GIVEN PASSAGE ::
A Sunday Thought to Start the Week Off Right

This New Year of Our Lord 2018 has finally gained some traction. Most of us have returned to our usual daily labors, the extraordinary celebrations of our Christmas holiday now behind us. Weren't they wonderful? But now we're back to our ordinary lives. The daily grind firmly, steadily takes hold.

And so comes this first Sunday of 2018. We receive, right on time - and for many of us just in time - our first respite from our ordinary daily toil. I don't know about you, but I find these first days back to work after my Christmas break more laborious than usual. Thank You Lord, for Your Sabbath, for insisting that on the seventh day, we should rest, as did You after Your work of creating the universe. Following Your example, help me to keep Sunday as I should throughout 2018.

This past week, we shared some great advice from venerable Bishop Fulton J. Sheen to help us start off the New Year on the right foot. Perhaps we can take a slice of that advice and consider it on this first Sunday of the New Year in one of those calm, peaceful moments we might find:

"...you were made for God. Nothing short of the infinite satisfies you, and to ask you to be satisfied with less would be to destroy your nature. As great vessels, when launched, move uneasily on the shallow waters between the narrow banks of the river, so you are restless within the confines of space and time and at peace only on the sea of infinity."

EXERCISE TASK 1 :: Pull out every line of the rows that contains the string "target". Matching is case-sensitive.
EXERCISE TASK 2 :: Write the next part of the Sunday reflection for the new year, picking up right after its final sentence.
The reflection and the rows have no connection to each other.

ENTRIES SUPPLIED ::
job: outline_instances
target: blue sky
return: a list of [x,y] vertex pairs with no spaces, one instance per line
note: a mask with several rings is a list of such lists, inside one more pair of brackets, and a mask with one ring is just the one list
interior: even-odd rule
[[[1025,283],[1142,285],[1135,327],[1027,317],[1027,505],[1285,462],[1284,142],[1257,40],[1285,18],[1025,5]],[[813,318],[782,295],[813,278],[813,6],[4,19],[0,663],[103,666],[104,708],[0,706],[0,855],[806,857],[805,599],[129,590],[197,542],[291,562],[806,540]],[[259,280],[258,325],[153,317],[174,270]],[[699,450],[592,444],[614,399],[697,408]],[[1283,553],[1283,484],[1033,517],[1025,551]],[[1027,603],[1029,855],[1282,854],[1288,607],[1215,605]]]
==
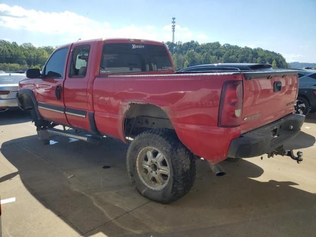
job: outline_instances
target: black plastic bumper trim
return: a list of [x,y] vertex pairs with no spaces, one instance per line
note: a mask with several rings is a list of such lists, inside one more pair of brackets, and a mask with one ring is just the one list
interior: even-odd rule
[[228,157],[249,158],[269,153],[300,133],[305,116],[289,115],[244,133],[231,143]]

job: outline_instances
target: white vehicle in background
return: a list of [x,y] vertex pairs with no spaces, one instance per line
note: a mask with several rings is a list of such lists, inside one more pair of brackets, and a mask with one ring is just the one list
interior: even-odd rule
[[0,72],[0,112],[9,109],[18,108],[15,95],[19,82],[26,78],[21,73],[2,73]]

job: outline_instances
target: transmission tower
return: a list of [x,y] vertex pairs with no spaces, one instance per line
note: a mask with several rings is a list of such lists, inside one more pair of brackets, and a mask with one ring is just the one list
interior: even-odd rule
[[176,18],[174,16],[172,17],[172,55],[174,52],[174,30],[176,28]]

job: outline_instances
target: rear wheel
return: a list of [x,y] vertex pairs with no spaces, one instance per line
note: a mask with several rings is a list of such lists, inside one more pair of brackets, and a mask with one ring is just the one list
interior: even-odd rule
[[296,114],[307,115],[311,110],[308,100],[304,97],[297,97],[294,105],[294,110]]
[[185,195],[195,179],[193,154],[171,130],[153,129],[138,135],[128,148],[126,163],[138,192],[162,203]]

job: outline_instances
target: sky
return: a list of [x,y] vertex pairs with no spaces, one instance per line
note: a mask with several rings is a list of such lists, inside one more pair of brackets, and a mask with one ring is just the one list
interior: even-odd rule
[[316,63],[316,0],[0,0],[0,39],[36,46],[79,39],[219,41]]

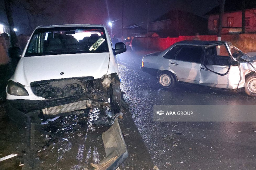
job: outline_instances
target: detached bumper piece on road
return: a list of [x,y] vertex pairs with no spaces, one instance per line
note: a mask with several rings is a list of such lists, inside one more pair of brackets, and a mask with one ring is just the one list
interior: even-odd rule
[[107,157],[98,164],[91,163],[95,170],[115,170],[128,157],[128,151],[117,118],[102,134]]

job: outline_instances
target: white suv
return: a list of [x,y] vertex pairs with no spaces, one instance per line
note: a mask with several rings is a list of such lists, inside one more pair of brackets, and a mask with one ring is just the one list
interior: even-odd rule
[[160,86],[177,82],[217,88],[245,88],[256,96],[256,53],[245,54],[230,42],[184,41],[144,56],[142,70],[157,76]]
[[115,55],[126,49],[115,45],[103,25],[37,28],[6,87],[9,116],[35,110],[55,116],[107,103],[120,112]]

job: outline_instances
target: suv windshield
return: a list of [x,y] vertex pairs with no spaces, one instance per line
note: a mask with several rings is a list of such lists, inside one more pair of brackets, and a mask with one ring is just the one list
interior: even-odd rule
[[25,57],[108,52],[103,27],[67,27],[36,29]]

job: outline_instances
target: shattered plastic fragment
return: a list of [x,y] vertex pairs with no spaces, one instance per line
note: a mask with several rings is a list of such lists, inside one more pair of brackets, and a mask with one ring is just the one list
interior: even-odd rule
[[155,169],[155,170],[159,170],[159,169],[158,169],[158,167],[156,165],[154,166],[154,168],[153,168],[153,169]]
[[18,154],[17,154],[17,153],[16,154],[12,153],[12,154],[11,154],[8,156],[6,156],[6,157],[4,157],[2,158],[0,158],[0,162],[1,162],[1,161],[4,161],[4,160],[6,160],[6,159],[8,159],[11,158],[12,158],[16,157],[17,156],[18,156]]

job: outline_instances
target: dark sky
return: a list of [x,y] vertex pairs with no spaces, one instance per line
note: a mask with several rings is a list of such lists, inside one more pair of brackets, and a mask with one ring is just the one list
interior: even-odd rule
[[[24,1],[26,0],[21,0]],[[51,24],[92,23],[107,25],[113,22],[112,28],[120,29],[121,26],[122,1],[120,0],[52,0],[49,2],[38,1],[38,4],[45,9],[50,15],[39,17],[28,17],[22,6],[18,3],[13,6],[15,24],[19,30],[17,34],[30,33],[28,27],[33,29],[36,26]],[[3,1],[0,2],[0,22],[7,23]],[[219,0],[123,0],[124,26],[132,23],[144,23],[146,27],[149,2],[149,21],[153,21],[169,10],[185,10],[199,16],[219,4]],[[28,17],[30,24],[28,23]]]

RIGHT ANSWER 1 ::
target: blue sky
target: black plastic bumper trim
target: white vehicle in background
target: transmission tower
target: rear wheel
target: sky
target: detached bumper piece on road
target: white suv
target: suv windshield
target: shattered plastic fragment
target: dark sky

RIGHT ANSWER 2 ::
We turn this over and over in our minds and hearts on this first Sunday of 2018; let it take root and grow in our souls. We recall that all that we strive for in this life, no matter how seemingly important, always somehow falls short. After a brief interlude of satisfaction, we seek more. But more only leads to more - and so forth. Is that any way to live?

Advent turned our gaze towards Bethlehem. We invited the Christ Child into our hearts on Christmas Day. Let's now strive to keep Him there throughout the New Year. In the coming weeks, we will watch Him grow: from an infant lying in a manger, to that young man Mary and Joseph found speaking with his elders in the Temple; from the obscurity of His hidden life in Nazareth to His manifestation in Jerusalem as the Messiah. Along the way, He taught us how to find and grow closer to Our Father in Heaven, how to live with and love one another. As we recall all this, we beg the graces we need to grow - in holiness - alongside Him.

Recalling the words of Bishop Sheen, may our restlessness lead us from "the confines of space and time," to a deeper understanding of the fact that we shall be "at peace only on the sea of infinity."

By His grace, may it be so in this Year of Our Lord 2018.

Happy New Year!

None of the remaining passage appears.